HOW TO COMPLETE THIS TASK:
Print the passage on Tinslee Lewis's case word for word, between "Tinslee Lewis has" and "Her family disagrees.", inclusive.

EXERCISE PASSAGE:

Tinslee Lewis has been on life support in the neonatal ICU at Cook Children’s Medical Center, Fort Worth, Texas, since her birth in early 2019. Born with a rare heart defect that left her with chronic lung disease and severe high blood pressure, Tinslee requires full respiratory and cardiac support. Her physicians say she has no prospect of getting better and that her irreversible condition is deteriorating. Her family disagrees.
Doctors want to discontinue Tinslee’s care under a Texas state law that allows physicians to withhold what is known as “futile” or “non-beneficial care,” a provision that can be exercised if other hospitals refuse to accept the patient. Since no hospital has expressed interest in receiving Tinslee, Cook Children’s has gone to court to try to end the medical intervention that doctors say is “ravaging” her body. As is typical of patient cases involving extended life support, the high cost of care is also at issue. Through 2020, Cook Children’s had already spent $24 million in Medicaid funds to pay for Tinslee’s care.
In other prominent cases it has sometimes been the relatives of individuals living in a persistent vegetative state—not the hospitals—that have fought for the removal of life-prolonging treatment. In the 1970s, the parents of Karen Ann Quinlan appealed to the New Jersey Supreme Court to have her ventilator removed. In the 1980s, the parents of Nancy Cruzan took their quest to have her feeding tube removed all the way to the US Supreme Court. In the 1990s, the husband and legal guardian of Terri Schiavo argued that Terri would not have wanted prolonged artificial life support without the prospect of recovery. He sought the withdrawal of her artificial nutrition and hydration against the wishes of her parents.

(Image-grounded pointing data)
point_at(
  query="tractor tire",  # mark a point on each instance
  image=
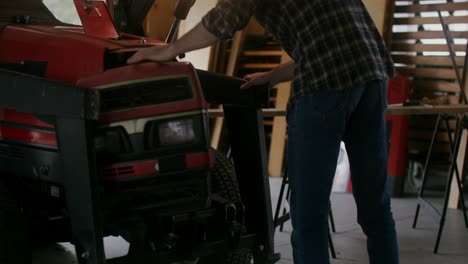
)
(224, 182)
(14, 246)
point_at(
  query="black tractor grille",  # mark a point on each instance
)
(145, 94)
(11, 152)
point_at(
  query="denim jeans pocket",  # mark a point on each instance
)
(324, 103)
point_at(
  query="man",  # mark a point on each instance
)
(339, 72)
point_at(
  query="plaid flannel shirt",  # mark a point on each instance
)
(334, 43)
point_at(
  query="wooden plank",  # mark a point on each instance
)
(414, 8)
(427, 110)
(428, 123)
(255, 53)
(446, 74)
(429, 20)
(440, 99)
(420, 110)
(423, 146)
(259, 66)
(428, 35)
(278, 132)
(425, 47)
(461, 157)
(433, 86)
(428, 60)
(230, 71)
(426, 134)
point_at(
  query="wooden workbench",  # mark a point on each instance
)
(391, 110)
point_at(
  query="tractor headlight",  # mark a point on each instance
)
(112, 141)
(176, 132)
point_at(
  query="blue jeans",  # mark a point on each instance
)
(316, 125)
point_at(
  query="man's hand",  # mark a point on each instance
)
(257, 78)
(158, 53)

RESPONSE BOX:
Tinslee Lewis has been on life support in the neonatal ICU at Cook Children’s Medical Center, Fort Worth, Texas, since her birth in early 2019. Born with a rare heart defect that left her with chronic lung disease and severe high blood pressure, Tinslee requires full respiratory and cardiac support. Her physicians say she has no prospect of getting better and that her irreversible condition is deteriorating. Her family disagrees.